- _Provided records_:
===============

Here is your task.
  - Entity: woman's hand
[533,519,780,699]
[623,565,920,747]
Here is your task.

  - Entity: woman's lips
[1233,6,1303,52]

===============

- _Problem details_: Reproduce every one of the entries above word for word, keeping each line in its original order.

- _Task solution_:
Here is your task.
  - Entity: woman's hand
[533,519,780,699]
[623,565,920,747]
Here is your task.

  - Entity: woman's lips
[1233,6,1303,52]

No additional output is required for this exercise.